Requirement:
Gather, from the data below, each line in which the word "seat" occurs.

Working data:
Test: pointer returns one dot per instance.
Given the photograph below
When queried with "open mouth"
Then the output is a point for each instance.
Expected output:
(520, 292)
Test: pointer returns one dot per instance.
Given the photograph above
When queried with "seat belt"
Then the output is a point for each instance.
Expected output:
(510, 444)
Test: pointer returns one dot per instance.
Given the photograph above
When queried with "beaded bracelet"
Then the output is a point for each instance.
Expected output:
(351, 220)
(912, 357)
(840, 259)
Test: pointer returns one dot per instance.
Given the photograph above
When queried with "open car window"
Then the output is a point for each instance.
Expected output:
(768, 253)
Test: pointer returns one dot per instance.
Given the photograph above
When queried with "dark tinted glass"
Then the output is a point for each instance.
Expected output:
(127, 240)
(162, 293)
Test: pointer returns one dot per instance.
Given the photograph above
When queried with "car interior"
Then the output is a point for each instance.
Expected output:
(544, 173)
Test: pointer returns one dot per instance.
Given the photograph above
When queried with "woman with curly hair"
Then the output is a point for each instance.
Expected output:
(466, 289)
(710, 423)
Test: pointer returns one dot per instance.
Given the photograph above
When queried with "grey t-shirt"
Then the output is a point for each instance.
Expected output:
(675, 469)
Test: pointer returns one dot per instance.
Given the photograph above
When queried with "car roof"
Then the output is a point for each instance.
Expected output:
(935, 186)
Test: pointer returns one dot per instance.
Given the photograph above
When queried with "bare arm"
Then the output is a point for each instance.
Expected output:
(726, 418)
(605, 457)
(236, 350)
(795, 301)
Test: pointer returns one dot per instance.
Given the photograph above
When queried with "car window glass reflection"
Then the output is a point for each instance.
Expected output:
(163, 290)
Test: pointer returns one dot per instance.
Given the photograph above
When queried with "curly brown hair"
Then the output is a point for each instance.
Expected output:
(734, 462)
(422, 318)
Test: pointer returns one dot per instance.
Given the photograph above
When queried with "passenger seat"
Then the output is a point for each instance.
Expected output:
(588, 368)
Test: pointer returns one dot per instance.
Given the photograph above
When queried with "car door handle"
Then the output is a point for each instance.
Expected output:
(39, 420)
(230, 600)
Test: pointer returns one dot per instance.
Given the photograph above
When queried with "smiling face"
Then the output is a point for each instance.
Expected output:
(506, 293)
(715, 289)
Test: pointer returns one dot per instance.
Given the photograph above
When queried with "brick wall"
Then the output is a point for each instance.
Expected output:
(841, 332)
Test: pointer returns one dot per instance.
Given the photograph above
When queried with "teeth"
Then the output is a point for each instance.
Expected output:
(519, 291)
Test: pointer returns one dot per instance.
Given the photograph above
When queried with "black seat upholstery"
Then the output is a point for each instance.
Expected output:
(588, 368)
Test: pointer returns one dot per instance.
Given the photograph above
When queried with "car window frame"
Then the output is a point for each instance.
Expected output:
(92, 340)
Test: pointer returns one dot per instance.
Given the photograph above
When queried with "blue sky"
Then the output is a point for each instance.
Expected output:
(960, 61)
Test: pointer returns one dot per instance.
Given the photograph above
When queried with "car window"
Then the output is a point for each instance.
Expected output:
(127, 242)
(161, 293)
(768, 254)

---

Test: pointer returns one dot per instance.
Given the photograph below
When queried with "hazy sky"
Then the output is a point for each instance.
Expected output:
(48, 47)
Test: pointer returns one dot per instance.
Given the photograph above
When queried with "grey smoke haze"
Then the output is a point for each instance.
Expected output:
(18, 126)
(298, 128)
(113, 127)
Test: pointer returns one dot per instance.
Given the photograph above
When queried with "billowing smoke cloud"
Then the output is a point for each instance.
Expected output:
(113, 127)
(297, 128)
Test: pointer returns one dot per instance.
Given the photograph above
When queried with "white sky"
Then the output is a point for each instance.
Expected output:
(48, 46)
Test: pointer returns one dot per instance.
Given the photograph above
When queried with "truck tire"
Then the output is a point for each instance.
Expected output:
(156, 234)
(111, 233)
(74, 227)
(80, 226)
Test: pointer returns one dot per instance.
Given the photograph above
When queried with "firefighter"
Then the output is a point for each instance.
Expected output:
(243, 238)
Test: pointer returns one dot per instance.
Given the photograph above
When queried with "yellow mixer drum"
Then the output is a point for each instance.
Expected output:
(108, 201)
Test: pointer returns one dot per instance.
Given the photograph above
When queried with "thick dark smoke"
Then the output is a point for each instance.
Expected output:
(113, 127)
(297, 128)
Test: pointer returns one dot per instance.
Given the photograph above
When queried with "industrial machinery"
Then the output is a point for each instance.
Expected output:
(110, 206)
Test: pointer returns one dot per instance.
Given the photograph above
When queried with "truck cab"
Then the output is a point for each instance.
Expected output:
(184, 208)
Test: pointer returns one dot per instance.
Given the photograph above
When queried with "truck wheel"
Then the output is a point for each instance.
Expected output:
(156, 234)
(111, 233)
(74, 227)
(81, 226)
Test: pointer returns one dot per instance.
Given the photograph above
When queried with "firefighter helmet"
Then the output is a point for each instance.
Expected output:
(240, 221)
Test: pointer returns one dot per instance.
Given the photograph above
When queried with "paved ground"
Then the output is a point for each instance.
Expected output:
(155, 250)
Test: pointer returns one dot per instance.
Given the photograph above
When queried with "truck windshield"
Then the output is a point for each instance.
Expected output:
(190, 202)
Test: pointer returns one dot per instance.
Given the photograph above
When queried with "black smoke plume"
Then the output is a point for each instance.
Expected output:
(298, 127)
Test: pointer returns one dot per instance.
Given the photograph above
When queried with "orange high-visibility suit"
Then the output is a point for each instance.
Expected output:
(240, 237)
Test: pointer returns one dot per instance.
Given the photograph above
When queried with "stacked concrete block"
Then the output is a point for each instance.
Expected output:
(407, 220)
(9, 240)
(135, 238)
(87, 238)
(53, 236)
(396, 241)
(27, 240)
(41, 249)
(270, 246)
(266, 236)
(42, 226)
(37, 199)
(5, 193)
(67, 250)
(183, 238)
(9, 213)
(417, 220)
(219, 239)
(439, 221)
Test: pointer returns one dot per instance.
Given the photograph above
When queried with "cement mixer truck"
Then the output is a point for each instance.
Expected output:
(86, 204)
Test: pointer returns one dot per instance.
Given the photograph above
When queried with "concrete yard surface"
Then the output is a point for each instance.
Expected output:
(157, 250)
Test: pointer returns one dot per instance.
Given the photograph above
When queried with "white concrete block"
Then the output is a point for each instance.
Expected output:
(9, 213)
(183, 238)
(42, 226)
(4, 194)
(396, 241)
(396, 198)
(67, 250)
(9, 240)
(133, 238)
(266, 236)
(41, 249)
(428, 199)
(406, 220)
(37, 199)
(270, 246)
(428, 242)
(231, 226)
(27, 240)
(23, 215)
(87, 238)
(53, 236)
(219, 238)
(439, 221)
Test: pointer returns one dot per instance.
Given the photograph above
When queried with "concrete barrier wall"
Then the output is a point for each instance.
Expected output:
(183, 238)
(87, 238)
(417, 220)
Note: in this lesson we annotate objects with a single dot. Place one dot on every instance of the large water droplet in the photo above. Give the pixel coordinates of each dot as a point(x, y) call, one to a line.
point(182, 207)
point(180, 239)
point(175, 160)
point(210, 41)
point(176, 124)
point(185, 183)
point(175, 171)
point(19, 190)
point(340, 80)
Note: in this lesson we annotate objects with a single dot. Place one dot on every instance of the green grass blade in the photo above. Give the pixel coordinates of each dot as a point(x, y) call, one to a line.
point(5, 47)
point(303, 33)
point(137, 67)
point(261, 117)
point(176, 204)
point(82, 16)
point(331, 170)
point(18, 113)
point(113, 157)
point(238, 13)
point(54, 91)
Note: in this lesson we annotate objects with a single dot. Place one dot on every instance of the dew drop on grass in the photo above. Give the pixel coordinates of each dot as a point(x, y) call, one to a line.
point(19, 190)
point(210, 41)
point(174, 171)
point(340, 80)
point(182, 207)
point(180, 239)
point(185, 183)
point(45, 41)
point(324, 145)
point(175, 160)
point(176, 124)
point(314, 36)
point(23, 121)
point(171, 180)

Answer below:
When queried with "seat belt"
When queried with "passenger seat"
When queried with "black seat upholstery"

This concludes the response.